— begin DATASET ENTRIES —

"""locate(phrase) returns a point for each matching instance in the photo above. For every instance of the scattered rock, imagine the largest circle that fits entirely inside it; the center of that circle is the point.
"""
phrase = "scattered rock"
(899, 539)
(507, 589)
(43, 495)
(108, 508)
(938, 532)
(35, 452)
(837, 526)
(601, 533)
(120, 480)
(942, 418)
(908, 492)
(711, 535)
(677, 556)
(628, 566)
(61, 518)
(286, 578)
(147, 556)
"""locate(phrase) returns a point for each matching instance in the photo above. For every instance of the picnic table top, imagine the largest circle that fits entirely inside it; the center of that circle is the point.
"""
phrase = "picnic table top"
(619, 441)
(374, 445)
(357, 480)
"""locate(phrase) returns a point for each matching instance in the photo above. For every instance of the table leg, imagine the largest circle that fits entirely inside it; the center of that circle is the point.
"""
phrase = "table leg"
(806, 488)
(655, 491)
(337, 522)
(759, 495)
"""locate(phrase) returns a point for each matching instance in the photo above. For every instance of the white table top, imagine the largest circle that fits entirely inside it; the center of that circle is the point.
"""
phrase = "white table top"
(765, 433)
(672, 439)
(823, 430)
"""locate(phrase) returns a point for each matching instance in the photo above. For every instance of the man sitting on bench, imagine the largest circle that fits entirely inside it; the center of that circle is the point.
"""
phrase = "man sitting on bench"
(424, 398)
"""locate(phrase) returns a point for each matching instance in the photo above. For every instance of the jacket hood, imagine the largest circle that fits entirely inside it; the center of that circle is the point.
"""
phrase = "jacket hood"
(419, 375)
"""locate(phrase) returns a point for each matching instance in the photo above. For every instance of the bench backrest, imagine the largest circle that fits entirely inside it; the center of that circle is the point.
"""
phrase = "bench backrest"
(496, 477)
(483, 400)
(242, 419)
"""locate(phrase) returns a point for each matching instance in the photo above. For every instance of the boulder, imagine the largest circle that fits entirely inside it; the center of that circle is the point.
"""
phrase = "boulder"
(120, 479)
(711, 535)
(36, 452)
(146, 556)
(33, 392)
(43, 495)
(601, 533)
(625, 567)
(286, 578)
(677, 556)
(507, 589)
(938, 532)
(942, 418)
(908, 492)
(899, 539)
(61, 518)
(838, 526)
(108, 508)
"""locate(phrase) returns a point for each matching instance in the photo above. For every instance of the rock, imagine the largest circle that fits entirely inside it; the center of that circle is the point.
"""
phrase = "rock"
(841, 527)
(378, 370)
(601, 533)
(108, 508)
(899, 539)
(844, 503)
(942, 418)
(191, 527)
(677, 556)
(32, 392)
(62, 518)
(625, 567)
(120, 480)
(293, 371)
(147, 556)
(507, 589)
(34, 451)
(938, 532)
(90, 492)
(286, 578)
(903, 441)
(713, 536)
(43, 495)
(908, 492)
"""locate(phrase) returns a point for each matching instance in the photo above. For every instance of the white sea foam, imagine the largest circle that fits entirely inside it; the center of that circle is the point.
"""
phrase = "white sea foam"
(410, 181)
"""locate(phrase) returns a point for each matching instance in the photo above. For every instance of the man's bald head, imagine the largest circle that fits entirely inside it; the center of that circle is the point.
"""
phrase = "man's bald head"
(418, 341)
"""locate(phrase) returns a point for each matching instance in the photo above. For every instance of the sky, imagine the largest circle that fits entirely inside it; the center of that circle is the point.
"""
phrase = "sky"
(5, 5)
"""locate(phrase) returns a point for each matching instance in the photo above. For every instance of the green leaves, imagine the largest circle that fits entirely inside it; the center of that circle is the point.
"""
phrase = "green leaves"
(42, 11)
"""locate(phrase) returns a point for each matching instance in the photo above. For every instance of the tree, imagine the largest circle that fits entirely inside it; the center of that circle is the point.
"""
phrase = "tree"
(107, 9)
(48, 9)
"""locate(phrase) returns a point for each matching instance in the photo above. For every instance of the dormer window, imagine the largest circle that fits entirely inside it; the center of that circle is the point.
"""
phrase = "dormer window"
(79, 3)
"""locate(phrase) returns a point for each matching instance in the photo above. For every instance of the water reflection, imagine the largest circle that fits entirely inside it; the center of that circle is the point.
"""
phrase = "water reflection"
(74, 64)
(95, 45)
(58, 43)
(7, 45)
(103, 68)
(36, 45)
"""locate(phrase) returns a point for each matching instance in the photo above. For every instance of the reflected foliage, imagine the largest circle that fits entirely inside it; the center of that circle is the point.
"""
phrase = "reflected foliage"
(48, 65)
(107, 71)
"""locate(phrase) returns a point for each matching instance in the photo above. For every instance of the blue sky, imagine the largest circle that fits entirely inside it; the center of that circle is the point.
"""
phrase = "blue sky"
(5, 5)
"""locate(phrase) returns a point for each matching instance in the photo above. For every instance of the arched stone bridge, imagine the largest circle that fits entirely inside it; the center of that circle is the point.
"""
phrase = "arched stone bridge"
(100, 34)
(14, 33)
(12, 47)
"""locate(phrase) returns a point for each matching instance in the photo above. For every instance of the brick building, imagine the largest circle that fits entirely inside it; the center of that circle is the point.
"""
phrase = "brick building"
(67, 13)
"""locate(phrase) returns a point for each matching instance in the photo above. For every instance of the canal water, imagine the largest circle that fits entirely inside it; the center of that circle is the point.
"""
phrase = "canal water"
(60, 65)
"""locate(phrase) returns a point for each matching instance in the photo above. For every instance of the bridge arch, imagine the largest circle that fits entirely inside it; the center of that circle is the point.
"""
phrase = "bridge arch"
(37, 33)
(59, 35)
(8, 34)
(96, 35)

— end DATASET ENTRIES —

** TASK TO COMPLETE **
Reproduce every line of the entries above character for character, with no changes, omissions, or additions.

** ANSWER FOR THE TASK **
"""locate(phrase) returns a point for each matching instance in the photo above. For every instance of the scattered rock, imagine the largest circle that fits entirely inside it; the center of that circle is the point.
"""
phrase = "scattered rock"
(899, 539)
(507, 589)
(43, 495)
(108, 508)
(938, 532)
(35, 452)
(837, 526)
(601, 533)
(120, 480)
(942, 418)
(908, 492)
(711, 535)
(677, 556)
(628, 566)
(61, 518)
(286, 578)
(147, 556)
"""locate(phrase) returns a point for each matching instance in the photo above. For every instance of the picnic table top, imagine the largest circle that fits entirely inside it; the center of that circle is the point.
"""
phrase = "picnic table top"
(619, 441)
(374, 445)
(357, 480)
"""locate(phrase) returns a point for each matching instance in the photo above. For every instance of the table leg, imagine the largest circle that fits entirely inside it; the center of that circle is the point.
"""
phrase = "table leg"
(806, 488)
(655, 491)
(337, 522)
(759, 495)
"""locate(phrase) returns a point for each matching instance in the photo above. For every instance of the white table top, imagine the largest circle that fits entirely inside it; the center of that circle is the point.
"""
phrase = "white table top"
(765, 433)
(672, 439)
(823, 430)
"""locate(phrase) returns a point for each matching instance in the photo above. For every instance of the man sitting on bench, imagine the largest circle that fits entirely inside it; the center of that circle is the point.
"""
phrase = "man sitting on bench"
(424, 398)
"""locate(phrase) returns a point for each matching instance in the photo above. For every instance of the jacket hood, imagine the largest circle that fits entirely inside it; the center of that circle is the point.
"""
phrase = "jacket hood"
(419, 375)
"""locate(phrase) returns a point for each matching instance in the photo above. For every instance of the bench backrest, imagine the largest circle that fits entirely inside it; the center of that circle is the point.
"""
phrase = "bench backrest"
(496, 477)
(483, 400)
(242, 419)
"""locate(phrase) returns a point for each matching instance in the photo above. For every instance of the boulder, imagine the largest circle that fits entirely inside it; the center of that circle is the point.
"""
phrase = "boulder"
(120, 479)
(711, 535)
(36, 452)
(146, 556)
(33, 392)
(43, 495)
(601, 533)
(625, 567)
(286, 578)
(677, 556)
(507, 589)
(938, 532)
(942, 418)
(908, 492)
(899, 539)
(61, 518)
(838, 526)
(108, 508)
"""locate(phrase) returns a point for each matching instance in the photo above. For every instance of the rock, imagine the largest circle that fits entirely inside it; the center of that circle is the point.
"""
phrase = "rock"
(841, 527)
(378, 370)
(601, 533)
(108, 508)
(899, 539)
(844, 503)
(942, 418)
(191, 527)
(677, 556)
(32, 392)
(62, 518)
(625, 567)
(120, 480)
(293, 371)
(147, 556)
(507, 589)
(34, 451)
(938, 532)
(90, 492)
(286, 578)
(903, 441)
(713, 536)
(43, 495)
(908, 492)
"""locate(phrase) returns a point for each matching instance in the photo above. For every instance of the white sea foam, imagine the largest circle that fits entirely inside it; the center of that circle is the point.
"""
phrase = "white sea foam"
(410, 181)
"""locate(phrase) returns a point for each matching instance in the photo above. For every instance of the man's bald head, imagine the largest circle that fits entirely inside it; the center of that circle is the point.
"""
phrase = "man's bald head"
(418, 341)
"""locate(phrase) returns a point for each matching instance in the photo above. For every instance of the sky, imagine the largest circle that fits entirely inside it; the center of that circle is the point.
"""
phrase = "sky"
(5, 5)
"""locate(phrase) returns a point for each matching instance in the photo above. For every instance of the green leaves, imagine the largest circle that fits entirely inside it; the center of that circle is the point.
"""
phrase = "green leaves"
(42, 11)
"""locate(phrase) returns a point for each matching instance in the photo above. For every instance of the tree, imagine the largest circle that fits entirely inside it; the center of that circle is the point.
"""
phrase = "tree"
(107, 9)
(48, 9)
"""locate(phrase) returns a point for each matching instance in the photo above. For every instance of the dormer window, imagine the largest circle that fits entirely inside it; the center of that circle is the point.
"""
phrase = "dormer window"
(79, 3)
"""locate(phrase) returns a point for each matching instance in the photo above. For every instance of the water reflection, imagine the largest circle that fits entirely inside it; the center of that circle is the point.
"""
phrase = "water reflection"
(74, 64)
(95, 45)
(58, 43)
(7, 45)
(103, 68)
(36, 45)
"""locate(phrase) returns a point for each matching instance in the photo above. For every instance of the reflected foliage, imagine the largest circle that fits entirely inside it; the center of that circle is the point.
"""
phrase = "reflected foliage"
(48, 65)
(107, 71)
"""locate(phrase) returns a point for each matching instance in the photo above. For every instance of the blue sky, imagine the largest circle that fits entirely inside it; the center of that circle is the point.
"""
phrase = "blue sky"
(5, 5)
"""locate(phrase) returns a point for each matching instance in the photo above. For every instance of the arched stone bridge, imagine the largest circle that fits entirely inside it; the center of that circle is the point.
"""
phrase = "arched stone bridge"
(100, 34)
(14, 33)
(12, 47)
"""locate(phrase) returns a point for each matching instance in the photo above. For every instance of the brick building, imagine the largest circle that fits entirely inside it; the center of that circle is the point.
"""
phrase = "brick building"
(67, 13)
"""locate(phrase) returns a point for each matching instance in the photo above. For every instance of the canal water, imagine the largest circle that fits entirely inside it; the center of that circle is the point.
"""
phrase = "canal water"
(60, 65)
"""locate(phrase) returns a point for each matching instance in the photo above. For every instance of the bridge arch, imagine the largest circle that fits entirely inside it; the center of that circle is the point.
"""
phrase = "bridge arch"
(37, 33)
(59, 35)
(8, 34)
(96, 35)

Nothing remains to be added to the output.